- What is expected -
Scan the records for "blurred". Report each line that includes it.

- Available data -
--------------------------------------------------

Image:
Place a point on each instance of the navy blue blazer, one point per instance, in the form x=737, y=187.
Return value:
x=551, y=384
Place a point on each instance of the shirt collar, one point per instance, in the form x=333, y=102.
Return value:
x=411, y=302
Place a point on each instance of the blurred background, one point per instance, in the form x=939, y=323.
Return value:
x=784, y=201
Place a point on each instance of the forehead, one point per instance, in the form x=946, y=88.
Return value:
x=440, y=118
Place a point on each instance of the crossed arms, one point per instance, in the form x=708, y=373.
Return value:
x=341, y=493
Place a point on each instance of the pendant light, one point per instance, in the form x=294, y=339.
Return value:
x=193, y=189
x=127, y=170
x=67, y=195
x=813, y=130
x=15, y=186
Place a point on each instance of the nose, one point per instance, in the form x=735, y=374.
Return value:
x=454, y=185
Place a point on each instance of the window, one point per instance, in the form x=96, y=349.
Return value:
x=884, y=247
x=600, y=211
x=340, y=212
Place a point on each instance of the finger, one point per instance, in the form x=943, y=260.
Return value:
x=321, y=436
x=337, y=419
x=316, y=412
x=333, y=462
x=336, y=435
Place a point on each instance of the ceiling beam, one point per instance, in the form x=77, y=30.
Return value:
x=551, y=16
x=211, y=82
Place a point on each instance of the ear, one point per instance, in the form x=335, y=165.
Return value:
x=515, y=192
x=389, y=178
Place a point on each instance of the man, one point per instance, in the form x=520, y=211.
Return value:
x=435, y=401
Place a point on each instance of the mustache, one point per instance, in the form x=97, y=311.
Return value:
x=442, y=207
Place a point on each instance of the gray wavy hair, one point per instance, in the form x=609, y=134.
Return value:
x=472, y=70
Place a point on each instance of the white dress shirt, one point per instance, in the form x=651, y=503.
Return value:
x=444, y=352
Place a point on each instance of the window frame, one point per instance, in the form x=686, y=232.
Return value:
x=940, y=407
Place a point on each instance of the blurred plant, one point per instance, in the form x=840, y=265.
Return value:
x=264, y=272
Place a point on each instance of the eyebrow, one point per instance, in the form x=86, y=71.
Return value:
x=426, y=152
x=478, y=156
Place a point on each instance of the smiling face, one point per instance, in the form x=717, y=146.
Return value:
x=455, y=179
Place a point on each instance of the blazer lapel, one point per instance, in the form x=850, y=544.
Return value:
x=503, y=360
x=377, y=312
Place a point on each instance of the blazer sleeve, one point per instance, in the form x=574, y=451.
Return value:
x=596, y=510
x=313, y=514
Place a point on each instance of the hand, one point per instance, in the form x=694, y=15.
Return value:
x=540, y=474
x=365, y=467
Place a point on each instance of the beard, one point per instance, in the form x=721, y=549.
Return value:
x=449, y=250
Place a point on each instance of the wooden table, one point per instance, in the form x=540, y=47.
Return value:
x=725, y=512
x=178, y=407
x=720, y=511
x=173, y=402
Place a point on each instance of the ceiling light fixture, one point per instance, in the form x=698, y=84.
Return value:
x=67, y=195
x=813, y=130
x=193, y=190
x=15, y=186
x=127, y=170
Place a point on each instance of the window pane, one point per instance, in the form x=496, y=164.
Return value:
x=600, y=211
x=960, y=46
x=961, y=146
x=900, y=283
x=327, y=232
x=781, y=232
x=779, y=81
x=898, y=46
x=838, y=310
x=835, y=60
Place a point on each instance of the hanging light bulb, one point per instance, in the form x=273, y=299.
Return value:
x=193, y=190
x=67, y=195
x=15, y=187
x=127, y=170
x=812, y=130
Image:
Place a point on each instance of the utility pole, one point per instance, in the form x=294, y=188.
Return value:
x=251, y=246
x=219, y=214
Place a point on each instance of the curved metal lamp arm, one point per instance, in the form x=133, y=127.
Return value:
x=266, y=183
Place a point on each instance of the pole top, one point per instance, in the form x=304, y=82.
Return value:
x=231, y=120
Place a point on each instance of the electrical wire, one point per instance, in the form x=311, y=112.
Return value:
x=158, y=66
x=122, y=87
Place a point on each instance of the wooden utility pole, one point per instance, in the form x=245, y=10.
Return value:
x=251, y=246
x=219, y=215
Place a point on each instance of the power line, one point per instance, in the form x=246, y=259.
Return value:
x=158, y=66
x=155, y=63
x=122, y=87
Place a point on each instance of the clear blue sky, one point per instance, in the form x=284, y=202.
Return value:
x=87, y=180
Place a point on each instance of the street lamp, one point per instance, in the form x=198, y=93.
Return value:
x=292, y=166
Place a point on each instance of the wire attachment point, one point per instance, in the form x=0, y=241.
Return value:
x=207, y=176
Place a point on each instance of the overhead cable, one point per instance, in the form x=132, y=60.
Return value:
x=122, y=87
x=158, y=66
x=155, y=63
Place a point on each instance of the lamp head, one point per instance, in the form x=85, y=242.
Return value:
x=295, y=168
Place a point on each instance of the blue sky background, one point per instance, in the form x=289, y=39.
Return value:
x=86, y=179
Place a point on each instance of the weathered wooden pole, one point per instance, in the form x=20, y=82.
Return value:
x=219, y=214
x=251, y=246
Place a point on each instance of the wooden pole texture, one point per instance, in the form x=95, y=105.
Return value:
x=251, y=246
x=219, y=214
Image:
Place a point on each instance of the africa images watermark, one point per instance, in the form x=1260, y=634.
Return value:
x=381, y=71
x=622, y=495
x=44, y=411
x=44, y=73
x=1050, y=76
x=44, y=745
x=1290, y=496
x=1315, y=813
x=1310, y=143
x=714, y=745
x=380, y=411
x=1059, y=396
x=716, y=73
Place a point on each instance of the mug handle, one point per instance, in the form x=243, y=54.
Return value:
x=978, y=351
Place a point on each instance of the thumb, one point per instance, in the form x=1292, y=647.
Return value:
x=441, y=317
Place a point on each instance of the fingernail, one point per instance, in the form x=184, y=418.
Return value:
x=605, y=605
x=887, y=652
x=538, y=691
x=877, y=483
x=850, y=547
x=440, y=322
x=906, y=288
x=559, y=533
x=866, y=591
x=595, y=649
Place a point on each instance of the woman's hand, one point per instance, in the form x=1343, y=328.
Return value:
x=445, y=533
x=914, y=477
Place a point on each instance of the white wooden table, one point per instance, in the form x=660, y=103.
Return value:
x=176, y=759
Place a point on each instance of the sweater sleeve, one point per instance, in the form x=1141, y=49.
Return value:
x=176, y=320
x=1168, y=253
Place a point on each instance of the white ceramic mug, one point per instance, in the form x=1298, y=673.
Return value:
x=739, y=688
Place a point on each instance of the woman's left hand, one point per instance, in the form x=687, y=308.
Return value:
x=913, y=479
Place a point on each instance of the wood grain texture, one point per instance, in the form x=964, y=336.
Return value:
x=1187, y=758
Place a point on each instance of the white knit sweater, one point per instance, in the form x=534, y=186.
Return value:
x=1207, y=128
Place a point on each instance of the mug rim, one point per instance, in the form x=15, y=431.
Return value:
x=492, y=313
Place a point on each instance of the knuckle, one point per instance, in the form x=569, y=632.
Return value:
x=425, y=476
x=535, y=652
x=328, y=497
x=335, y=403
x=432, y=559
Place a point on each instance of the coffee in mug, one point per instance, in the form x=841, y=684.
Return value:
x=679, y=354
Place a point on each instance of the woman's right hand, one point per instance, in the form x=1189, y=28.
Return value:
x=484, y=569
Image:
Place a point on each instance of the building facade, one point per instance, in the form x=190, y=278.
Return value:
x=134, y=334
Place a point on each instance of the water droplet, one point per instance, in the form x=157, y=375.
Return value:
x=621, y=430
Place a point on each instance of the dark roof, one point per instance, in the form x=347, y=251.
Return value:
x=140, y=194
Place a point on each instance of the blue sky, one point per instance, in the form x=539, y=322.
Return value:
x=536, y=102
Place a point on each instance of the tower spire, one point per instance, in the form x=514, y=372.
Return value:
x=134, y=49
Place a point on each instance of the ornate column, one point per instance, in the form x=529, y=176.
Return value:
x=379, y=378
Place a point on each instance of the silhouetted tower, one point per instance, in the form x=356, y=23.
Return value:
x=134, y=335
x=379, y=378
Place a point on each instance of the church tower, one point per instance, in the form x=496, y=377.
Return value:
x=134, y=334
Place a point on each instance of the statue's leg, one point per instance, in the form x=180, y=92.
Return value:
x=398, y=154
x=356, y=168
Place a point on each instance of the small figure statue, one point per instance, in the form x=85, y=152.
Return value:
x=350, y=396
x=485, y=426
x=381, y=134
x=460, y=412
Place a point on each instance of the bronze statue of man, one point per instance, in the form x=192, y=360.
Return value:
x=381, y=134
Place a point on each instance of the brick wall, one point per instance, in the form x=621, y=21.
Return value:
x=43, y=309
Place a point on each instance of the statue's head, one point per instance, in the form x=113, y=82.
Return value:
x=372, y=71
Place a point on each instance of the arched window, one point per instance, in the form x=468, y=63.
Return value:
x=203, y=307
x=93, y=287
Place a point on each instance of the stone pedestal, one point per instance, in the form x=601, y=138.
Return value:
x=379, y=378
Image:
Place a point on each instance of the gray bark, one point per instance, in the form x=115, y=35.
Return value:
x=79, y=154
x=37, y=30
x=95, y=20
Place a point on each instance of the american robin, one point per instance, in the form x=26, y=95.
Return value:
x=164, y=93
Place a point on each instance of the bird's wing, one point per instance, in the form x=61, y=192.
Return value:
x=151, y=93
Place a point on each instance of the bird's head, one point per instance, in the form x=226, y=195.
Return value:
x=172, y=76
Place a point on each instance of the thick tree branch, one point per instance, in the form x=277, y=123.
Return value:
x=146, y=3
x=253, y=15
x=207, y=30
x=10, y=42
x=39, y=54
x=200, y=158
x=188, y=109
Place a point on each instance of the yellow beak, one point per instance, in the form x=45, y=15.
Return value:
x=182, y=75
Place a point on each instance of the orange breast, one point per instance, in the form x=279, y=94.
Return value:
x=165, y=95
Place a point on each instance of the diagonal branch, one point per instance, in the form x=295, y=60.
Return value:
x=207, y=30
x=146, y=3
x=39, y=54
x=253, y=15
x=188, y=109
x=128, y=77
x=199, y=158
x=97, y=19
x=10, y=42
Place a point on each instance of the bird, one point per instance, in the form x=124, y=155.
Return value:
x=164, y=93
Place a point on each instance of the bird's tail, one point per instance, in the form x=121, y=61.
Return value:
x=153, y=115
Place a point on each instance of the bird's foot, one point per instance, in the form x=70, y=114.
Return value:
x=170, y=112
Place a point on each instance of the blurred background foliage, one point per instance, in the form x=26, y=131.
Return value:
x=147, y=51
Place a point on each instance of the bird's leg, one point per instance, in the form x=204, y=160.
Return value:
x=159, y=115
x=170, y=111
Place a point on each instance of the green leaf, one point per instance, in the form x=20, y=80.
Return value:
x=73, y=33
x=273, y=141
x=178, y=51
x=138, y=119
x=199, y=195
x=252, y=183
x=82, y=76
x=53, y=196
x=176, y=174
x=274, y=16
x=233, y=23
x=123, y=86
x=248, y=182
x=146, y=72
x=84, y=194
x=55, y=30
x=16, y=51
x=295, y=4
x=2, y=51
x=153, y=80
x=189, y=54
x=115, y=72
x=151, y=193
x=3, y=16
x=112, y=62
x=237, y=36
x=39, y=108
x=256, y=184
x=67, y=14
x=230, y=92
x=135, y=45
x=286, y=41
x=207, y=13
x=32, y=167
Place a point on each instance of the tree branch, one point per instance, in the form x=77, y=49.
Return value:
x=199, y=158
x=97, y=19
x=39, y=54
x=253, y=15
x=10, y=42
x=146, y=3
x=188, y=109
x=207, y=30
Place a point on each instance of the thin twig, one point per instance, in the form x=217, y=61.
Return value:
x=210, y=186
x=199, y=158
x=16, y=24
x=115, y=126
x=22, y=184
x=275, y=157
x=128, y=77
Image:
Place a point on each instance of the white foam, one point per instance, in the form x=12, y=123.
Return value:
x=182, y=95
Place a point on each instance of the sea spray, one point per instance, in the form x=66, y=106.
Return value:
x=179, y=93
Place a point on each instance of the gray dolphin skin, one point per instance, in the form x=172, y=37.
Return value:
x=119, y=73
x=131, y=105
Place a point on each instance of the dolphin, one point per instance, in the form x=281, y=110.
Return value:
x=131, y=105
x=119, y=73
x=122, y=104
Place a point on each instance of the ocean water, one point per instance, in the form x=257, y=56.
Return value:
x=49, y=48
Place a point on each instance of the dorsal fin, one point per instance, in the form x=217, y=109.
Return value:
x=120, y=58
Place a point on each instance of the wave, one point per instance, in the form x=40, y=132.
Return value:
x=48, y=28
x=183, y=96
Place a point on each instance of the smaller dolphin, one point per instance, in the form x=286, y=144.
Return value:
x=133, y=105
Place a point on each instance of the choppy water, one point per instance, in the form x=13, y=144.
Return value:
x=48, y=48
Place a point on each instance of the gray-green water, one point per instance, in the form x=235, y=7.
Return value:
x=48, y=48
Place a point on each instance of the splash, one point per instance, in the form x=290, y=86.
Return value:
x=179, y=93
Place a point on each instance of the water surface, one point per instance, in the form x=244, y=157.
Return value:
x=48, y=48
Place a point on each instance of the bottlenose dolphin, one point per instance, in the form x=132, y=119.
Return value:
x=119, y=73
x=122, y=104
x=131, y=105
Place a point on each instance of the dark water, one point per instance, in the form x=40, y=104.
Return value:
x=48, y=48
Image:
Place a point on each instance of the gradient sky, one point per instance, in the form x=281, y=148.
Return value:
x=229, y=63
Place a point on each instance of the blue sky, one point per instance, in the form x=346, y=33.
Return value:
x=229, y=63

--------------------------------------------------

- Solution -
Place a point on each instance of the blurred background, one point per instance, in the form x=939, y=323.
Place a point on each instance of the blurred plant, one point per instance, in the form x=840, y=265.
Place a point on each instance of the blurred background foliage, one point per instance, in the form x=26, y=131.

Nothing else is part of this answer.